START Records for this exercise

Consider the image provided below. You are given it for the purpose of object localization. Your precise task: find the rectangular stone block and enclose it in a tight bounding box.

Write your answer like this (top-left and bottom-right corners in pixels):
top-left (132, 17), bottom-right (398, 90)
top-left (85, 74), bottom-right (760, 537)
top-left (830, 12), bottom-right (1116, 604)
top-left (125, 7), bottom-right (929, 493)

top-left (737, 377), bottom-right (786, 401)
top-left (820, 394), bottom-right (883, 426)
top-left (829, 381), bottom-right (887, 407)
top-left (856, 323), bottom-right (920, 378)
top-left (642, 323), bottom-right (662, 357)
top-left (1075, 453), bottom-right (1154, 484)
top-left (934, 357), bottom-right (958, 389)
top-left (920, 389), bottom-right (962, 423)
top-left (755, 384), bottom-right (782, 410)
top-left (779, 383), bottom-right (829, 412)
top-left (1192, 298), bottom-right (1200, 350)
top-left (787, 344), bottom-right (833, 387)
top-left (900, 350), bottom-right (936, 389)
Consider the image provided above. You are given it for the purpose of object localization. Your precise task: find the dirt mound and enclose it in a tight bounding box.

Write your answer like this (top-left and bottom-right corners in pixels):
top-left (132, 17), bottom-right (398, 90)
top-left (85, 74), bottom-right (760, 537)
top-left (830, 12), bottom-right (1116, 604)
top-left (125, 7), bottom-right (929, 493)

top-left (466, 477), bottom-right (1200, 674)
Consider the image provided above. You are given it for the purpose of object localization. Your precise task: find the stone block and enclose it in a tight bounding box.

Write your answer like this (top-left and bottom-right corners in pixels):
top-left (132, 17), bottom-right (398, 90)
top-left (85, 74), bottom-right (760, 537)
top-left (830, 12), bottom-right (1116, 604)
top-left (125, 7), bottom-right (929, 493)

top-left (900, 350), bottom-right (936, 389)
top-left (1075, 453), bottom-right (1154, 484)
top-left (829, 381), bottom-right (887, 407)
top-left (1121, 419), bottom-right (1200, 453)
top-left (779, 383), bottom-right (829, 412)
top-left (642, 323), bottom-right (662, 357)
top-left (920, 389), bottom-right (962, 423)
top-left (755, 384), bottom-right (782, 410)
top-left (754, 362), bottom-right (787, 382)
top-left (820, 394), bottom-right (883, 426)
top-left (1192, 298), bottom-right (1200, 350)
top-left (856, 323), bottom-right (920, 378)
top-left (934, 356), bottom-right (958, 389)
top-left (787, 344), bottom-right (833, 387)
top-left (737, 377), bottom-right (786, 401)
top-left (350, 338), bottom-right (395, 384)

END Records for this exercise

_What is expected_
Rewrite the data from the line containing "find the stone" through the end of the data, keeping every line, requests included, and scaling each corner coordinate in the answers by 1.35, rounded to whole numbers with halves going up. Leave the numbers in the requests and their sample answers as they are.

_Finished task_
Consider the image provided above. You are given it for the purpose of object localization. Your precise task: find the stone block and enclose it in a tight bounding box.

Write your answer like this (top-left and bottom-right corners in pixels):
top-left (132, 17), bottom-right (398, 90)
top-left (85, 74), bottom-right (760, 537)
top-left (830, 12), bottom-right (1116, 604)
top-left (125, 7), bottom-right (929, 493)

top-left (1215, 473), bottom-right (1264, 525)
top-left (1451, 612), bottom-right (1558, 653)
top-left (1119, 514), bottom-right (1197, 549)
top-left (1513, 566), bottom-right (1620, 612)
top-left (1052, 517), bottom-right (1119, 556)
top-left (867, 436), bottom-right (894, 482)
top-left (1242, 525), bottom-right (1299, 571)
top-left (1019, 518), bottom-right (1056, 554)
top-left (1018, 489), bottom-right (1062, 516)
top-left (1107, 532), bottom-right (1192, 575)
top-left (1609, 402), bottom-right (1620, 473)
top-left (1156, 436), bottom-right (1242, 510)
top-left (1261, 481), bottom-right (1293, 525)
top-left (1062, 464), bottom-right (1125, 522)
top-left (995, 509), bottom-right (1061, 541)
top-left (473, 456), bottom-right (533, 518)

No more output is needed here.